_ACTION ITEM_
Could you set down every record exactly as it appears?

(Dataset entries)
====================
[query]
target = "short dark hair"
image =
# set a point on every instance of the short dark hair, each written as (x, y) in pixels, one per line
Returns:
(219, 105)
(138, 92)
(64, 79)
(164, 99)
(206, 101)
====================
_SOLUTION TO THE EXERCISE_
[query]
target = "short dark hair"
image =
# set a point on every instance of the short dark hair, each written as (x, y) in pixels, one per line
Returns:
(219, 105)
(138, 92)
(64, 79)
(164, 99)
(206, 101)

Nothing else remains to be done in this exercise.